TASK REQUIREMENTS
Copy out all of the material exactly as presented.

DATA SUPPLIED
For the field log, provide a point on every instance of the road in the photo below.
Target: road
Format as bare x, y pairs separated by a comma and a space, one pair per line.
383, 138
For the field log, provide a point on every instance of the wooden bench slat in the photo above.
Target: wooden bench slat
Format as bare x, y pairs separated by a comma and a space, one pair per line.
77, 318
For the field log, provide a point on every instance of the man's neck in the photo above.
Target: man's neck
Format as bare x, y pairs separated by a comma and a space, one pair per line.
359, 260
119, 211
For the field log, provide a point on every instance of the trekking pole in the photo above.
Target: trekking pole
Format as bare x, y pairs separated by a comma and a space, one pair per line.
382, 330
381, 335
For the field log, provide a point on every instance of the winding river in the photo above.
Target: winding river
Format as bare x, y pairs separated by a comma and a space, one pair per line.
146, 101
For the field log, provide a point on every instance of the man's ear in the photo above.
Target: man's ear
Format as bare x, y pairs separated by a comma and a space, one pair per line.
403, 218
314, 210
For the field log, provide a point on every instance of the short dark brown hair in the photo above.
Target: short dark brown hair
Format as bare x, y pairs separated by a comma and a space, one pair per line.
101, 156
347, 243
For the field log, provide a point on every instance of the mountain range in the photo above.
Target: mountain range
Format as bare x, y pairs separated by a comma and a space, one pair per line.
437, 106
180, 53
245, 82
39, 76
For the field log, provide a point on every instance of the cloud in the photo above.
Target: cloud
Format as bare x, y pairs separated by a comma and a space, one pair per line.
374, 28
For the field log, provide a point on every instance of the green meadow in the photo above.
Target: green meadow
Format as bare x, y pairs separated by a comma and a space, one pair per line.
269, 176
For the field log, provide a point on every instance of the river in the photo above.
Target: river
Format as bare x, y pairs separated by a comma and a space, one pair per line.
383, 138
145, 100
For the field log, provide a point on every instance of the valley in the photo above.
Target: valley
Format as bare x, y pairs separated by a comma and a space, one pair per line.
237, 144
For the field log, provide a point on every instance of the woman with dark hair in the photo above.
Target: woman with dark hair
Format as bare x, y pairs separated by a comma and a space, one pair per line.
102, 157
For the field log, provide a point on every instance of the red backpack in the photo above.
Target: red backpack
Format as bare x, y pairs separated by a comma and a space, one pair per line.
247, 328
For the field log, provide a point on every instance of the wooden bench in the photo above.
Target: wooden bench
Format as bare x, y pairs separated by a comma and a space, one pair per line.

FULL SOLUTION
For the field log, provide a point on every instance of the road in the photo below.
Target: road
Format as bare x, y pairs separated by a comma and a space, one pair per line.
383, 138
For the field log, provide a point on every instance of the wooden bench slat in the photo above.
Target: wooden bench slat
Format as bare x, y pairs separated by a comma and a space, one pair per line.
77, 318
For the field log, provide a point on every instance of the man's neck in the photo above.
Target: man's neck
Format as bare x, y pairs separated by a comma and a space, one pair per line.
359, 260
119, 211
For the field log, provide a point on every instance of the trekking pole in the photo above.
Target: trekking pole
Format as bare x, y pairs separated by a comma and a space, one pair per line.
382, 330
381, 335
For the field log, provide a point on every instance of the winding river in the photo above.
Target: winding river
Format as bare x, y pairs separated by a comma and a space, one pair per line.
146, 101
For the field log, provide a point on every instance of the man's ear in the photo above.
Target: man's ear
Format as bare x, y pairs separated by a comma and a space, one pair per line.
403, 218
314, 210
For the field log, provide a point on every instance of the short dark brown hair in the photo above.
Target: short dark brown hair
Format as bare x, y pairs separated by a comma and a space, one pair per line.
101, 156
347, 243
For the field log, provide a point on every instance of the mountain range in the photo above.
Target: mountain range
Format as bare x, y pairs separated by a comma and a space, one pair per line.
437, 106
180, 53
245, 82
39, 76
For the field log, provide a point on every instance of the cloud in the photo above.
Target: cloud
Format as bare x, y pairs separated by a comma and a space, one pair per line.
374, 28
For the field log, provide a point on every instance of the green meadow in the photo above.
Target: green meadow
Format as bare x, y pairs separated by a comma and a space, one pair per line.
269, 176
For the field log, provide a point on every instance of the river in the photo above.
Target: river
Format as bare x, y pairs separated by a comma and a space, one pair per line.
383, 138
145, 100
For the field log, provide a point on every instance of the valley in the photo above.
Target: valley
Format as bare x, y pairs separated by a comma and a space, one pair per line.
237, 144
For the field log, provide a point on every instance of the woman with dark hair in the photo above.
Target: woman with dark hair
Format as bare x, y pairs separated by a comma and a space, one pair per line.
102, 157
For the field log, provide a point on every instance of the red backpack in the photo above.
Target: red backpack
Format as bare x, y pairs separated by a comma and a space, one pair per line.
247, 328
For the field log, provide a point on every instance of the wooden bench in the photo above.
Target: wooden bench
Format as bare x, y pairs separated by a comma and a space, one pair per line.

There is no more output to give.